Petunjuk Latihan |
A: Menurut teks tentang prestasi belajar Ekologi Geografi, berapa persen mahasiswa yang tidak lulus ujian pada mata kuliah tersebut?
B: Lanjutkan teks tentang prestasi belajar Ekologi Geografi mulai dari sesudah kalimat terakhirnya.

Sumber |
--- --- ---
1.2 Identifikasi Masalah Identifikasi permasalahan berdasarkan latar belakang yang dikemukakan diatas adalah sebagai berikut: a. Prestasi belajar mahasiswa pada mata kuliah Ekologi Geografi masih rendah (37,21 % tidak lulus ujian dan 52,33% memiliki nilai di bawah rata-rata). b. Rendahnya tingkat kreativitas, respon, aktivitas dan partisipasi mahasiswa dalam proses pembelajaran. c. Mahasiswa belajar hanya pada saat perkuliahan di kelas atau menjelang ujian. d. Mahasiswa tidak terbiasa belajar mandiri (menunggu instruksi dosen). e. Mahasiswa tidak terbiasa memberikan pemaknaan ataupun melakukan refleksi terhadap materi yang sudah dipelajari.
12
f. Mahasiswa tidak memiliki kemampuan berpikir kritis, ditandai dengan karya tulis mahasiswa yang sebagian besar copy paste dari materi internet. g. Proses pembelajaran masih teacher oriented, berorientasi pada dosen dengan metode utama ceramah dan tanya-jawab. h. Dosen belum pernah mengembangkan strategi belajar aktif berupa belajar mandiri dalam pembelajaran di kelas. i. Dosen belum pernah merancang variasi metode belajar inovatif seperti mind map dan learning journal. j. Dosen belum memperhatikan karakteristik individual mahasiswa, yaitu gaya belajar, sebagai salah satu faktor yang mempengaruhi prestasi belajar. k. Mahasiswa tidak aktif mencari sumber-sumber informasi lain yang berkaitan dengan materi pembelajaran, terpaku pada satu sumber, yaitu dari dosen saja.
1.3 Pembatasan Masalah Berdasarkan identifikasi permasalahan tersebut, diperlukan batasan masalah agar penelitian dapat fokus pada hal-hal yang akan diteliti, yaitu sebagai berikut: a. Prestasi belajar mahasiswa pada mata kuliah Ekologi Geografi masih rendah. b. Strategi belajar aktif berupa belajar mandiri belum pernah diterapkan dalam rangka meningkatkan prestasi belajar mahasiswa. c. Dosen belum pernah menerapkan variasi metode belajar inovatif berupa mind map atau learning journal untuk meningkatkan prestasi belajar mahasiswa. d. Dosen tidak memperhatikan gaya belajar sebagai aspek penting dalam proses pembelajaran yang berpengaruh terhadap prestasi belajar mahasiswa.
13
1.4 Perumusan Masalah Berdasarkan batasan masalah tersebut diatas maka dirumuskan masalah utama penelitian, yaitu rendahnya prestasi belajar mahasiswa pada mata kuliah Ekologi Geografi di Prodi Pendidikan Geografi. Masalah ini akan diatasi dengan upaya menerapkan strategi belajar aktif, berupa belajar mandiri melalui metode mind map dan learning journal, dengan memperhatikan gaya belajar sebagai faktor yang turut berpengaruh terhadap prestasi belajar mahasiswa yaitu tipe Witkin (field dependent dan field independent).
--- --- ---
Materi yang Disediakan |
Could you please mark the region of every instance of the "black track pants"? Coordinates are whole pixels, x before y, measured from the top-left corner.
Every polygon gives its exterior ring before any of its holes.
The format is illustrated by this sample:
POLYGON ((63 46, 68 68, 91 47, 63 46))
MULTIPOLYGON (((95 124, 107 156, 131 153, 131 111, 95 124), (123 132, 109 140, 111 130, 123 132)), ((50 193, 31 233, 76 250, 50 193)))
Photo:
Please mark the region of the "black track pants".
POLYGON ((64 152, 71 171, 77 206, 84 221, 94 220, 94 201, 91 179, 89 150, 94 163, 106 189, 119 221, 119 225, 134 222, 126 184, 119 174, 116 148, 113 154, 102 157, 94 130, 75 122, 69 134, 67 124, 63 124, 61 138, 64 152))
--- --- ---
Jawaban yang Diharapkan |
A: 37,21% mahasiswa tidak lulus ujian.

B:
Pertanyaan penelitian yang diajukan berdasarkan rumusan permasalahan tersebut adalah sebagai berikut: a. Apakah ada interaksi antara strategi belajar mandiri (mind map dan learning journal) dan gaya belajar (field dependent dan field independent) terhadap rerata peningkatan prestasi belajar mahasiswa ? b. Apakah ada perbedaan rerata peningkatan prestasi belajar antara mahasiswa yang menggunakan metode mind map dengan mahasiswa yang menggunakan metode learning journal ? c. Apakah ada perbedaan rerata peningkatan prestasi belajar antara mahasiswa yang menggunakan metode mind map dengan mahasiswa yang menggunakan metode learning journal pada mahasiswa gaya belajar field dependent ? d. Apakah ada perbedaan rerata peningkatan prestasi belajar antara mahasiswa yang menggunakan metode mind map dengan mahasiswa yang menggunakan metode learning journal pada mahasiswa gaya belajar field independent ?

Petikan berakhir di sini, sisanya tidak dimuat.